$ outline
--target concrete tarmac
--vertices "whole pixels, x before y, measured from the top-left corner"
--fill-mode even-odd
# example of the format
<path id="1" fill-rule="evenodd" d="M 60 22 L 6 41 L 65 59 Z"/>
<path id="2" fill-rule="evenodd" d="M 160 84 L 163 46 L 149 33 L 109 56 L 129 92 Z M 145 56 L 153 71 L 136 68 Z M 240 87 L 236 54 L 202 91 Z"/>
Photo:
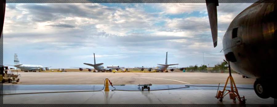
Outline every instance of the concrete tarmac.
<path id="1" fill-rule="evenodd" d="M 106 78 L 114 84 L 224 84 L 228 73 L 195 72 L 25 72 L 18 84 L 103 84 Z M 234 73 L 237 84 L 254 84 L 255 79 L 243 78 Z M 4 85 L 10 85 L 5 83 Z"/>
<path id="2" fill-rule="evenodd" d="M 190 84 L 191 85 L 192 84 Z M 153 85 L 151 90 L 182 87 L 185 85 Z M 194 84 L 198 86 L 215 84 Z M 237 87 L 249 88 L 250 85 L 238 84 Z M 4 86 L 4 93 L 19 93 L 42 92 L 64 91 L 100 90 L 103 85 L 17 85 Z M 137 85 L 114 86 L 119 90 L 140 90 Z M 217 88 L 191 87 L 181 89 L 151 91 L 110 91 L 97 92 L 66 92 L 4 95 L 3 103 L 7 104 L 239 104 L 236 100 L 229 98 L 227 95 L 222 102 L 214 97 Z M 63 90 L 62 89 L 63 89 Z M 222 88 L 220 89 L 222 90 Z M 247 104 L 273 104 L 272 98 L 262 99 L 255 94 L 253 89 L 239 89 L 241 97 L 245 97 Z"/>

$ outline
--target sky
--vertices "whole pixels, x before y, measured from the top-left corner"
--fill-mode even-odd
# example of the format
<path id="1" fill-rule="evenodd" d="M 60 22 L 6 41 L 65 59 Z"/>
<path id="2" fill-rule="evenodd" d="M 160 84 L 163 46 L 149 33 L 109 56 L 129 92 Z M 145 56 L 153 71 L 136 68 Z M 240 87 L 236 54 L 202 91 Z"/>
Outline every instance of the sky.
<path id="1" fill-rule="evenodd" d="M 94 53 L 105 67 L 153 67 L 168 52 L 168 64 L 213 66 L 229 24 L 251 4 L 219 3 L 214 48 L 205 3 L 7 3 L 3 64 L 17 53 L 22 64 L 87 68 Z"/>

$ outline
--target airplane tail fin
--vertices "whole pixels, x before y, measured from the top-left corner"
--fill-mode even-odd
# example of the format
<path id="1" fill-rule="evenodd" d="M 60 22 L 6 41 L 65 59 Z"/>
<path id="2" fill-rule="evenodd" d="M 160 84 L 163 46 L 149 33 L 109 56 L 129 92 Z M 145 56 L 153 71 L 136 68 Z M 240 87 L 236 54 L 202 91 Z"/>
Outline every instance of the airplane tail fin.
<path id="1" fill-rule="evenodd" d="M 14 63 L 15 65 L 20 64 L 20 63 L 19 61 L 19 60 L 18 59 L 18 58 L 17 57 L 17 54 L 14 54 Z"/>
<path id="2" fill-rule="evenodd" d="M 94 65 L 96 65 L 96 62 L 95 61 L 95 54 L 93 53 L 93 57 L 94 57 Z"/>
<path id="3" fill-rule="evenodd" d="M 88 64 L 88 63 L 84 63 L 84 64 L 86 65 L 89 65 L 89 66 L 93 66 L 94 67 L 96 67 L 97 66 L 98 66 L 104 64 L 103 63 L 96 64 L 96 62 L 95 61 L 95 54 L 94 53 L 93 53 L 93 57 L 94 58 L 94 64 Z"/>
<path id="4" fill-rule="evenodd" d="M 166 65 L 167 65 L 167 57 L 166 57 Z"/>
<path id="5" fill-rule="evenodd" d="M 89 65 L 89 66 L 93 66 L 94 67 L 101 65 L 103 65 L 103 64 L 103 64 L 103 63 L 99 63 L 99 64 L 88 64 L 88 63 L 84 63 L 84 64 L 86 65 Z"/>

::::

Given problem: Rewrite the entire listing above as a numbered list, with one line per item and no blank lines. Leave out the picture.

Written solution:
1. $ outline
2. --target concrete tarmac
3. --vertices "whole pixels, x before y, measured from the top-left corner"
4. --fill-mode even-odd
5. # example of the format
6. <path id="1" fill-rule="evenodd" d="M 60 22 L 6 41 L 65 59 Z"/>
7. <path id="2" fill-rule="evenodd" d="M 160 84 L 163 46 L 149 33 L 109 56 L 129 92 Z M 145 56 L 153 71 L 136 68 Z M 240 87 L 236 54 L 202 91 Z"/>
8. Photo:
9. Outline every instance of the concrete tarmac.
10. <path id="1" fill-rule="evenodd" d="M 106 78 L 114 84 L 224 84 L 228 73 L 195 72 L 25 72 L 18 84 L 103 84 Z M 234 73 L 237 84 L 254 84 L 255 79 L 243 78 Z M 4 85 L 10 85 L 5 83 Z"/>
11. <path id="2" fill-rule="evenodd" d="M 190 84 L 191 85 L 192 84 Z M 153 85 L 151 90 L 182 87 L 185 85 Z M 194 84 L 198 86 L 215 84 Z M 237 87 L 249 88 L 250 85 L 238 84 Z M 4 86 L 4 93 L 19 93 L 42 92 L 64 91 L 100 90 L 103 85 L 17 85 Z M 137 85 L 114 86 L 119 90 L 140 90 Z M 217 88 L 191 87 L 181 89 L 151 91 L 110 91 L 97 92 L 66 92 L 4 95 L 3 103 L 7 104 L 239 104 L 236 100 L 229 98 L 227 95 L 222 102 L 214 97 Z M 63 90 L 62 89 L 63 89 Z M 222 88 L 220 89 L 222 90 Z M 247 104 L 273 104 L 272 98 L 262 99 L 255 94 L 253 89 L 239 89 L 241 97 L 245 97 Z"/>
12. $ outline
13. --target sky
14. --vertices "whole pixels, x before y, measured from the top-left corner"
15. --fill-mode even-odd
16. # example of the format
17. <path id="1" fill-rule="evenodd" d="M 60 22 L 6 41 L 65 59 Z"/>
18. <path id="2" fill-rule="evenodd" d="M 160 84 L 163 46 L 149 33 L 109 56 L 129 92 Z M 145 56 L 153 71 L 136 68 Z M 240 87 L 236 54 L 202 91 Z"/>
19. Outline every instance of the sky.
20. <path id="1" fill-rule="evenodd" d="M 94 53 L 105 67 L 153 67 L 168 52 L 168 64 L 213 66 L 229 24 L 251 4 L 219 3 L 214 48 L 205 3 L 7 3 L 3 64 L 17 53 L 22 64 L 87 68 Z"/>
21. $ outline
22. --target airplane tail fin
23. --vertices "whole pixels, x before y, measured from the top-left corner"
24. --fill-mode even-odd
25. # example of the format
26. <path id="1" fill-rule="evenodd" d="M 60 22 L 6 41 L 65 59 Z"/>
27. <path id="2" fill-rule="evenodd" d="M 160 84 L 163 46 L 149 33 L 109 56 L 129 92 Z M 145 56 L 153 71 L 136 68 Z M 240 87 L 236 54 L 202 91 Z"/>
28. Outline every instance of the airplane tail fin.
29. <path id="1" fill-rule="evenodd" d="M 14 63 L 15 65 L 20 64 L 20 63 L 19 61 L 19 60 L 18 59 L 18 58 L 17 57 L 17 54 L 14 54 Z"/>
30. <path id="2" fill-rule="evenodd" d="M 94 65 L 96 65 L 96 62 L 95 61 L 95 54 L 93 53 L 93 57 L 94 57 Z"/>
31. <path id="3" fill-rule="evenodd" d="M 88 64 L 88 63 L 84 63 L 84 64 L 86 65 L 89 65 L 89 66 L 93 66 L 94 67 L 96 67 L 97 66 L 98 66 L 104 64 L 103 63 L 96 64 L 96 62 L 95 61 L 95 54 L 94 53 L 93 53 L 93 57 L 94 58 L 94 64 Z"/>
32. <path id="4" fill-rule="evenodd" d="M 166 65 L 167 65 L 167 57 L 166 57 Z"/>
33. <path id="5" fill-rule="evenodd" d="M 89 65 L 89 66 L 93 66 L 94 67 L 101 65 L 103 65 L 103 64 L 103 64 L 103 63 L 99 63 L 99 64 L 88 64 L 88 63 L 84 63 L 84 64 L 86 65 Z"/>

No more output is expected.